Records supplied -
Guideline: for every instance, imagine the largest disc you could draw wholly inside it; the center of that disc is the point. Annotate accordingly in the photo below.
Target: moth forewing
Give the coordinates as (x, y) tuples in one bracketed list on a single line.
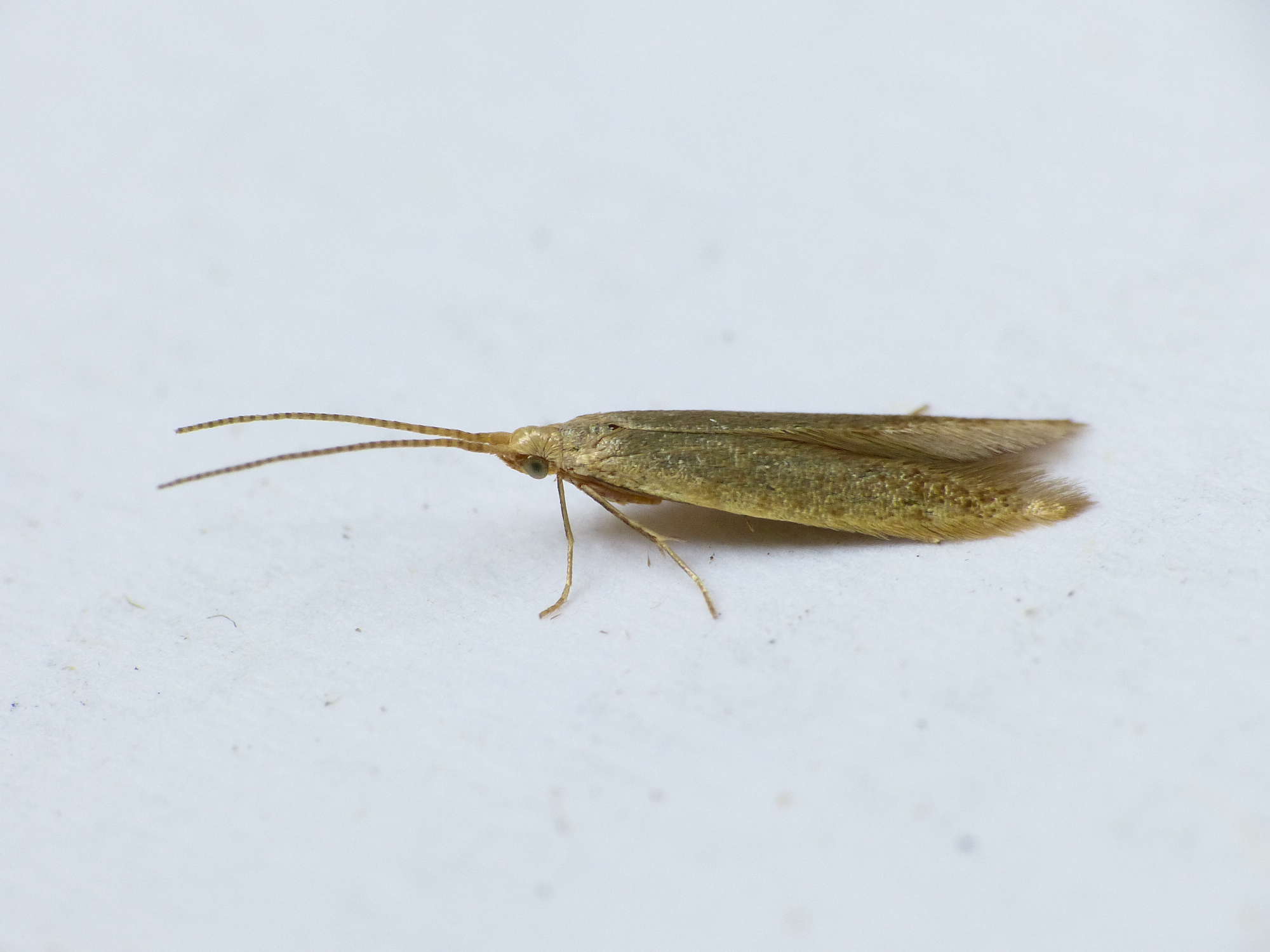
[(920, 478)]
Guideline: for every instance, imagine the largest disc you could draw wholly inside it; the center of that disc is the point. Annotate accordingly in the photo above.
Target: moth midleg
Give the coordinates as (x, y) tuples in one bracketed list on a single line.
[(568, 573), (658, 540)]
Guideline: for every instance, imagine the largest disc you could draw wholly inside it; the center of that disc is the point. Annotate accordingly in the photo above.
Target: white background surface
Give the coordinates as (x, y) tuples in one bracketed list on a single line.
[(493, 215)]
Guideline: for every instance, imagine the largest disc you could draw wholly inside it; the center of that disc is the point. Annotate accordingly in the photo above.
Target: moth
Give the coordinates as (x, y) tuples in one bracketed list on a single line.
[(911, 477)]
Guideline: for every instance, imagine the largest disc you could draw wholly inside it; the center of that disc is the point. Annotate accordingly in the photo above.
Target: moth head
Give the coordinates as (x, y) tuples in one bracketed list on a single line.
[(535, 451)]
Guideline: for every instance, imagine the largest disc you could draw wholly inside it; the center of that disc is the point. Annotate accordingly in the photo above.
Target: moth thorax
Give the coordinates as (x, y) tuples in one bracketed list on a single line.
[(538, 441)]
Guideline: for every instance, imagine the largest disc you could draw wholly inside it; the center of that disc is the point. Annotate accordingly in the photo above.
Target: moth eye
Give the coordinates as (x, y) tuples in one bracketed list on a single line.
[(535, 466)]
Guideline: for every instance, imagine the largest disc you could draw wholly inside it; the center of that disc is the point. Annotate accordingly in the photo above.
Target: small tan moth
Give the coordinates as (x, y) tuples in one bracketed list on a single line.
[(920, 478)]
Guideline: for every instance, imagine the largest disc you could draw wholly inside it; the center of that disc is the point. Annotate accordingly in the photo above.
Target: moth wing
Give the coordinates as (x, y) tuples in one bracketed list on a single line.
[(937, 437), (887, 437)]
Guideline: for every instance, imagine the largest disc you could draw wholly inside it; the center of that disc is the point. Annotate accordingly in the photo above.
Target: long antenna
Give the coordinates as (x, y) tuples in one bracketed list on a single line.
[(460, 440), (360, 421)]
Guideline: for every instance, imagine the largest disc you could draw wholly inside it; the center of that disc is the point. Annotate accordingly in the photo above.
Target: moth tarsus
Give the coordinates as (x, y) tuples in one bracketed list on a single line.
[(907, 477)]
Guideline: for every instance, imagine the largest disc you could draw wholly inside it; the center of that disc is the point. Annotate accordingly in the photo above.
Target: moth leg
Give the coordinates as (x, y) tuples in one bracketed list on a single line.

Aim -
Write out the full listing verbatim, excluding its pictures.

Finished task -
Guideline: for every instance, imagine the largest disc you could draw wholly inside it; the center of that disc is the point. Annotate accordingly in the photo below.
Target: moth forewing
Give the coordinates as (x, y) tuples in one bracketed list on a single line.
[(920, 478)]
Guideline: for every instance, imagine the largest disc you could draw wholly inside it; the center of that disc is the point. Annotate accordingly in the photo above.
Target: moth midleg
Give the coordinates as (x, y) tuples in one bracketed list on a single line.
[(568, 573), (658, 540)]
Guideline: for every instance, imagine the largest disc you could draw wholly inside it; the center of that disc is the point. Annotate accordingly in the photo above.
Target: white background surface
Give the coordinates as (x, y) tuples in one bracketed list on a single line.
[(493, 215)]
Guideline: for every instance, imagine the largest disc you could draw wholly inside it; the center of that disc is the point. Annotate accordingly in the photo above.
Target: moth
Give the coordinates as (x, y) tuples in one bracketed list on a single line.
[(911, 477)]
Guideline: for every instance, imagine the largest disc you could draw wholly inside it; the center of that disc is the point. Annotate accordingly in the photo above.
Target: moth head
Give the coordinates as (x, y) tuples in one bracketed list on a single line.
[(535, 451)]
Guideline: for every instance, imagine the largest disc you could draw wholly inside it; the center of that disc is the point. Annotate accordingly in the photo above.
Target: moth thorax
Give the coordinates as (x, y) tuples in one bracketed list on a single line.
[(538, 441)]
Guideline: for every instance, imagine the largest disc you could draw wholly inside it; the center of that disc is the point. Annotate accordingly in the photo above.
Target: moth eye
Give the coordinates as (x, y) tuples in one bracketed list on a single line.
[(535, 466)]
Guideline: for every instance, imagine the largest disc you could draw wholly inside it; the center of that disc is the point. Annotate accordingly in the photo above.
Target: small tan moth
Give the coordinates as (x, y) tuples in one bracketed list on a single line.
[(920, 478)]
Guideline: for every instance, imagine the largest disc you could draw wholly inside it; the center of that disc is the point. Annotate accordingly in the photo above.
Target: moth wing
Give the coordinates as (x, y) tuples in one bracketed list on a single line.
[(937, 437), (887, 437)]
Guideline: for every instance, imagine the largest disc you could draw wholly inside it; the center of that disc is the point. Annotate accordingly in the photo above.
Target: long antenna
Give the coordinates as (x, y) tuples in one bracketed list on a single line.
[(460, 440), (360, 421)]
Guideline: for every instance, imagine the largest disc you could draw wholly inside it; the center of that disc is the point. Annotate accordingly in the photo above.
Target: moth tarsus
Give the coordinates as (x, y) tuples in one bracketed list on a single line.
[(907, 477)]
Guideline: for every instance, imagine the largest disc you could draw wholly inside it; the center of that disc is the point. Annotate accordingly in the photo above.
Target: moth leg
Give the coordinates as (x, y) tuples in one bracketed list on a single line.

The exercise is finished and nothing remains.